◆ EXCERPT:
************

Using your Head is Permitted

October 2017 riddle

UPDATE (7 October): I thought it would take more time for all three riddles to be solved, but in only 4 days we already have our first solver. To keep it all interesting for just a bit more time, I decided to add a bonus riddle. For an asterisk next to your name on Riddle 3, answer with proof the following question: is there a solution using only o(N) guesses?

To all my dear readers, whether you've been following this little site for years or whether you are seeing it now for the first time, I want to use this opportunity to thank you.

I am grateful that you have gone with me down this path where using one's head is permitted, where math is fun, exciting, challenging and unexpected, and where solving riddles can make one proud of one's achievement while also expanding one's horizons.

I tell you all this because I have decided that this occasion, "Using your Head is Permitted"'s 128'th month, should also be its last.

To the newcoming reader, my thanks come with 127 historical riddles that you are welcome to solve at your pleasure. The site will remain up and all riddles in it.

To the readers who have been here a while, my farewell this month consists of three riddles instead of one, to keep you busy for yet a while longer. You will recognise some of them as continuing long-running themes of the site.

Most especially, I would like to thank those readers who have helped me over the years, whether by sending a simple 'thank you' note of appreciation or by suggesting riddles of their own, or, indeed, solutions. This month's three riddles give representation to these, too.

I am closing the site down not for lack of riddles, lack of will, or lack of reader enthusiasm, but due to simple constraints of time. I have managed to continue this site for over a decade, never missing a publication date, through the birth of two children, a move to a new country, five jobs, a PhD, the writing and publication of a novel, and countless other major events. Now, however, with a third child on the way and a demanding new job, I feel I must throw in the towel. I can only hope you will not throw with it your enthusiasm for math, and will, rather, take this opportunity to make yourself your own puzzle-masters and come up, yourself, with bold new questions to ask.

The following are "Using your Head is Permitted"'s last three riddles.

Riddle 1:

Continuing and concluding the cycle of theory-of-computation riddles that have been a constant feature of the site (see last month's riddle for more details):

Given the usual complexity assumptions, is there a program that solves the halting problem?

A program is considered to solve the halting problem if it can be given as input a software program, suitably encoded as a natural, and return for any such program whether it halts or not. The solver's computation may be long, but it must be finite in every case, whether the input program is a halting program or not. Famously, Alan Turing proved that no Turing machine can solve the halting problem, but Turing was not using the usual complexity assumptions.

Riddle 2:

The following riddle comes from David Dowe (Thanks, David!), who asks:

For which values of n can the space ℝn be represented as the direct union of a set of non-parallel, non-intersecting, straight lines?

To make matters more interesting, answer this question in the following two (unrelated) variants:

  1. If one can assume the axiom of choice, and
  2. If one can assume that there exists some open neighbourhood N in ℝn in which the mapping from a point x to the direction of the line passing through x is a continuous mapping.

************

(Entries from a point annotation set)

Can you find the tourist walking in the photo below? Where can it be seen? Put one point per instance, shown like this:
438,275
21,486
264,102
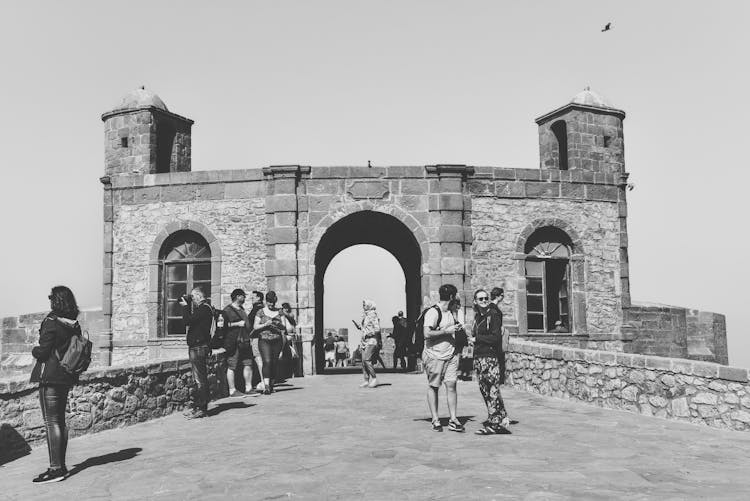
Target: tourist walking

************

◆ PROBLEM SET:
**1.** Transcribe the riddle post between "UPDATE (7 October): I" and "only o(N) guesses?", inclusive.
**2.** Answer these questions from the riddle post:
(a) How many historical riddles are offered to the newcoming reader?
(b) Who supplied Riddle 2?
(c) After how many days did the first solver appear?
**3.** Decide whether each statement agrees with the riddle post, and back each yes or no with a quote:
(a) The site is closing because reader enthusiasm has dropped.
(b) The site and its riddles will stay online.
(c) The two variants of Riddle 2 are related to each other.

◆ ANSWERS:
**1.**
UPDATE (7 October): I thought it would take more time for all three riddles to be solved, but in only 4 days we already have our first solver. To keep it all interesting for just a bit more time, I decided to add a bonus riddle. For an asterisk next to your name on Riddle 3, answer with proof the following question: is there a solution using only o(N) guesses?

**2.**
(a) 127
(b) David Dowe
(c) 4 days

**3.**
(a) No: "I am closing the site down not for lack of riddles, lack of will, or lack of reader enthusiasm, but due to simple constraints of time."
(b) Yes: "The site will remain up and all riddles in it."
(c) No: "answer this question in the following two (unrelated) variants"